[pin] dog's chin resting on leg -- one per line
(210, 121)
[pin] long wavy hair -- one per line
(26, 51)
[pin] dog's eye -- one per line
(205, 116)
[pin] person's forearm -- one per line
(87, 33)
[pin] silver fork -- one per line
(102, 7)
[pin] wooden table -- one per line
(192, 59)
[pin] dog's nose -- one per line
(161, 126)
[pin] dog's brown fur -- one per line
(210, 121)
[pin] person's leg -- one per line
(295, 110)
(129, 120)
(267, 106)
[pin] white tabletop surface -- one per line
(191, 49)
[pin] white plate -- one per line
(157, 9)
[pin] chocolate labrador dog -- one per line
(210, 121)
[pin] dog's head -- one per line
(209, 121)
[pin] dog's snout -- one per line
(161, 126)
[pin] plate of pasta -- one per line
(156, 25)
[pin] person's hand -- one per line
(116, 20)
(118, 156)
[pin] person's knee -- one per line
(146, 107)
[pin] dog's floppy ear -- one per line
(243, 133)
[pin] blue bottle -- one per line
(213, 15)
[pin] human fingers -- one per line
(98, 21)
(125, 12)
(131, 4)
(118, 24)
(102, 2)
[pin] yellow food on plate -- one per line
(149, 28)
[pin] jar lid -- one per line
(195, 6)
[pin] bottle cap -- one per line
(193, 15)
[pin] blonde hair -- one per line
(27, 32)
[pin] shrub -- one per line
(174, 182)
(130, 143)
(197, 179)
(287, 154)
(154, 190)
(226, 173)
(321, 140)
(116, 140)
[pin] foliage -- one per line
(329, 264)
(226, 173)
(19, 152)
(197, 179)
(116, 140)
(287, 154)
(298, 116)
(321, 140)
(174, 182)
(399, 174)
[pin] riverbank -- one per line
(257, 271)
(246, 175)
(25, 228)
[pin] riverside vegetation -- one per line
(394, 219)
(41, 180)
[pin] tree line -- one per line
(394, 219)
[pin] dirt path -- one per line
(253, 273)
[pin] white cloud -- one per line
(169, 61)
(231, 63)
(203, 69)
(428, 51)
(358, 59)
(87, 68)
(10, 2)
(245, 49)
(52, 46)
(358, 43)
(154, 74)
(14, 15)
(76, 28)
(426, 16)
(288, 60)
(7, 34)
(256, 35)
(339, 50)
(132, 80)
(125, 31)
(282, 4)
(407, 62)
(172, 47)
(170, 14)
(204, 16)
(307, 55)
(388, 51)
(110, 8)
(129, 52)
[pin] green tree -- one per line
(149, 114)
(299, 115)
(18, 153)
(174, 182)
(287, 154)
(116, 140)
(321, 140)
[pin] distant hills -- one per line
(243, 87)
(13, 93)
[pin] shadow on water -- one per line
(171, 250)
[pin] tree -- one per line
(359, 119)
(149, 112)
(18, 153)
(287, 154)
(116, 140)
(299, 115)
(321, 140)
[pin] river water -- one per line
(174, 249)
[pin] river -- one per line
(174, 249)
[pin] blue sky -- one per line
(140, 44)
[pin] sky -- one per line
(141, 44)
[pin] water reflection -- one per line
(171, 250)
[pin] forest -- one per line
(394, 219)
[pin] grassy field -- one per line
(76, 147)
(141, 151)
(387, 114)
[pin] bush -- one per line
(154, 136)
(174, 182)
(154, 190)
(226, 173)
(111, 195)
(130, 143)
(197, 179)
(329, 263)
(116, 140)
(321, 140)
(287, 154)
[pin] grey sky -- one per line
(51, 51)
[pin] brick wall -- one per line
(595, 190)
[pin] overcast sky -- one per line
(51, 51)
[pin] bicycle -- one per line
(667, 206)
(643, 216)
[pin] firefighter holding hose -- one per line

◆ ◆ ◆ ◆

→ **What you are asked to do**: Please rewrite everything from the line containing "[pin] bottle cap -- one per line" down to the end of the records, requests included, scaling each point coordinate by 2.2 and rounding to whole numbers with halves going up.

→ **Solution for this exercise**:
[pin] bottle cap -- one per line
(425, 33)
[pin] blonde hair -- one per line
(59, 70)
[pin] shrub -- one per line
(383, 400)
(286, 315)
(433, 394)
(631, 339)
(339, 418)
(497, 381)
(706, 308)
(255, 308)
[pin] foliage -- one per line
(724, 581)
(497, 381)
(42, 334)
(433, 394)
(255, 308)
(631, 339)
(656, 255)
(706, 308)
(383, 400)
(878, 383)
[pin] riverbank -- one per line
(565, 596)
(541, 385)
(55, 502)
[pin] riverside vegetation -- one per line
(867, 482)
(90, 396)
[pin] tree line -- one per line
(867, 482)
[pin] dirt path -- one per line
(557, 601)
[pin] white cloud -- one per line
(372, 134)
(508, 139)
(447, 152)
(942, 112)
(788, 130)
(191, 150)
(22, 4)
(539, 108)
(114, 101)
(788, 95)
(339, 163)
(31, 33)
(167, 62)
(937, 35)
(634, 132)
(15, 75)
(563, 77)
(746, 110)
(290, 176)
(275, 68)
(620, 9)
(895, 136)
(378, 103)
(374, 31)
(449, 35)
(675, 121)
(854, 112)
(242, 18)
(284, 114)
[pin] green tree -- one per line
(328, 251)
(658, 253)
(40, 337)
(383, 400)
(631, 339)
(255, 308)
(706, 308)
[pin] distant hills -- one per line
(535, 191)
(29, 205)
[pin] shadow on water -- one per line
(376, 550)
[pin] tree -- one per line
(790, 262)
(328, 246)
(40, 337)
(631, 339)
(255, 308)
(658, 253)
(706, 308)
[pin] river water -- one per line
(383, 548)
[pin] river -- one per line
(383, 548)
[pin] blue sky -- one per line
(308, 97)
[pin] sky -- one per line
(310, 97)
[pin] water reflection -- one per line
(376, 550)
[pin] forest -- one per line
(867, 482)
[pin] grassy field -- one per line
(167, 323)
(310, 332)
(851, 251)
[pin] bush -- one per line
(339, 299)
(383, 400)
(339, 418)
(497, 381)
(244, 429)
(286, 315)
(433, 394)
(724, 579)
(255, 308)
(706, 308)
(631, 339)
[pin] grey sky -- one per line
(112, 112)
[pin] brick wall -- one per line
(1309, 418)
[pin] overcast sky -- one per line
(112, 112)
[pin] bicycle -- one per line
(1467, 453)
(1415, 475)
[pin] firefighter holding hose -- one per line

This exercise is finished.